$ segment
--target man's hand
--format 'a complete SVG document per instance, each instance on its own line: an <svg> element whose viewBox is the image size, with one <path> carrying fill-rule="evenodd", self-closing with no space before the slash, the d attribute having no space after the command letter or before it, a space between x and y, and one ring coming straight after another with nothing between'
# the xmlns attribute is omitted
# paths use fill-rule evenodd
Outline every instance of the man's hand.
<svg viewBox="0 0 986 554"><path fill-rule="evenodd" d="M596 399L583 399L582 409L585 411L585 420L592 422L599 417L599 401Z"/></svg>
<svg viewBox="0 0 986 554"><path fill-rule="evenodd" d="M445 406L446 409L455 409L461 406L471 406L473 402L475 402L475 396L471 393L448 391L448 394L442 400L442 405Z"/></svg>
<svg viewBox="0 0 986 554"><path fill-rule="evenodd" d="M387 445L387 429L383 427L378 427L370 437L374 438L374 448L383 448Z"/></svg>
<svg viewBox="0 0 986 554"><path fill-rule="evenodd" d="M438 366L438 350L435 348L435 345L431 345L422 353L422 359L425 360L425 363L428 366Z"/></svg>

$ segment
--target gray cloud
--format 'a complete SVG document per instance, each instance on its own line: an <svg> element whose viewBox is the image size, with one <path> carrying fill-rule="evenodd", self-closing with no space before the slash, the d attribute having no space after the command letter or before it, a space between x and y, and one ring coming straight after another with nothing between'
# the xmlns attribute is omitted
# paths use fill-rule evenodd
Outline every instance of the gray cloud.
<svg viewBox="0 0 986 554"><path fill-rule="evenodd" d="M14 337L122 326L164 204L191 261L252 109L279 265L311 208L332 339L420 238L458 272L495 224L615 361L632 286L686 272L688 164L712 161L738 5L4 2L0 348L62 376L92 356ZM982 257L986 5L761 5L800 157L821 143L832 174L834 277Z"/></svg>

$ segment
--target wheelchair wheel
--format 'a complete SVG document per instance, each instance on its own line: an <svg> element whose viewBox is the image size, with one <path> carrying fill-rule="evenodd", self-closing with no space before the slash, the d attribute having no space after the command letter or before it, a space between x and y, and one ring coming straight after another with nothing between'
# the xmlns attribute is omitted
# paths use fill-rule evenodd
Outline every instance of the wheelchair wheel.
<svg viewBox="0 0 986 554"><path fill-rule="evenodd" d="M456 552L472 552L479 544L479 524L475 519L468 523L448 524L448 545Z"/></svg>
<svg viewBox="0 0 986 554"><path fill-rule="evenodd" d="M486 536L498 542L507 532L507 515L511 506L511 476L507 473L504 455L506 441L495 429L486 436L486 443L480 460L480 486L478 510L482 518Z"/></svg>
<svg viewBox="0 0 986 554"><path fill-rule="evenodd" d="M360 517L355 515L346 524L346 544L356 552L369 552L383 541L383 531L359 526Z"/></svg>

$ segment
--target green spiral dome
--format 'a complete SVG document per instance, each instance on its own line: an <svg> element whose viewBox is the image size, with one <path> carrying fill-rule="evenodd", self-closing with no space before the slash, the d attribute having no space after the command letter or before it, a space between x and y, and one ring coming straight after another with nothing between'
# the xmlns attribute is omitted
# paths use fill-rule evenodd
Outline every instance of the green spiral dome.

□ □ □ □ □

### DIRECTIONS FOR THIS TASK:
Could you give the records above again, changing "Outline every instance of the" to "Trace each instance of the" wherever it occurs and leaving everything else the same?

### WRITTEN RESPONSE:
$ segment
--target man's hand
--format 'a complete SVG document per instance, each instance on its own line: an <svg> element whose viewBox is the image size, with one <path> carrying fill-rule="evenodd", self-closing with no space before the slash, the d attribute having no space after the command letter or before it, a space between x and y, and one ring coming straight after another with nothing between'
# the xmlns attribute is omitted
# paths use fill-rule evenodd
Trace each instance of the man's hand.
<svg viewBox="0 0 986 554"><path fill-rule="evenodd" d="M596 399L583 399L582 409L585 411L585 420L592 422L599 417L599 401Z"/></svg>
<svg viewBox="0 0 986 554"><path fill-rule="evenodd" d="M445 406L446 409L455 409L461 406L471 406L473 402L475 402L475 396L471 393L448 391L448 394L442 400L442 405Z"/></svg>
<svg viewBox="0 0 986 554"><path fill-rule="evenodd" d="M387 445L387 429L383 427L378 427L370 437L374 438L374 448L383 448Z"/></svg>
<svg viewBox="0 0 986 554"><path fill-rule="evenodd" d="M438 366L438 350L435 348L435 345L431 345L422 353L422 359L425 360L425 363L428 366Z"/></svg>

$ segment
--target gray cloud
--format 'a complete SVG document per instance, each instance on its own line: an <svg> element whose viewBox is the image size, with one <path> carrying fill-rule="evenodd", self-closing with no space before the slash, the d attribute having no space after the command letter or before it, a space between x and y, and one ring coming straight after another with nothing between'
# the xmlns attribute is omitted
# paths use fill-rule evenodd
Trace each instance of the gray cloud.
<svg viewBox="0 0 986 554"><path fill-rule="evenodd" d="M14 337L122 326L164 204L191 261L252 109L279 265L311 208L332 339L420 238L458 272L495 224L615 361L632 286L686 272L688 164L712 161L738 5L4 2L0 348L62 376L92 356ZM982 257L986 5L761 5L800 157L821 143L832 174L834 277Z"/></svg>

$ segment
--target wheelchair wheel
--format 'a complete SVG document per instance, each instance on its own line: an <svg> element whose viewBox is the image size, with one <path> carrying fill-rule="evenodd", self-closing with no space before the slash, the d attribute having no space after the command letter or before it, a space between x and y, and one ring coming straight after another with nothing between'
# the xmlns attribute is omitted
# paths use fill-rule evenodd
Trace each instance of the wheelchair wheel.
<svg viewBox="0 0 986 554"><path fill-rule="evenodd" d="M456 552L472 552L479 544L479 524L475 519L468 523L448 524L448 545Z"/></svg>
<svg viewBox="0 0 986 554"><path fill-rule="evenodd" d="M486 536L498 542L507 532L507 515L511 506L511 476L507 473L504 455L506 441L495 429L486 436L486 443L480 460L480 486L478 510L482 518Z"/></svg>
<svg viewBox="0 0 986 554"><path fill-rule="evenodd" d="M360 517L355 515L346 524L346 544L356 552L369 552L383 541L383 531L359 526Z"/></svg>

$ segment
--target green spiral dome
--format 'a complete SVG document per instance, each instance on its own line: an <svg> element whose viewBox is the image size, with one <path> carrying fill-rule="evenodd", self-closing with no space before the slash, the d attribute having no space after the command letter or before it, a space between x and y, and one ring coming straight after another with nothing between'
# the xmlns attribute is omitted
# paths use fill-rule evenodd
Trace each instance of the green spiral dome.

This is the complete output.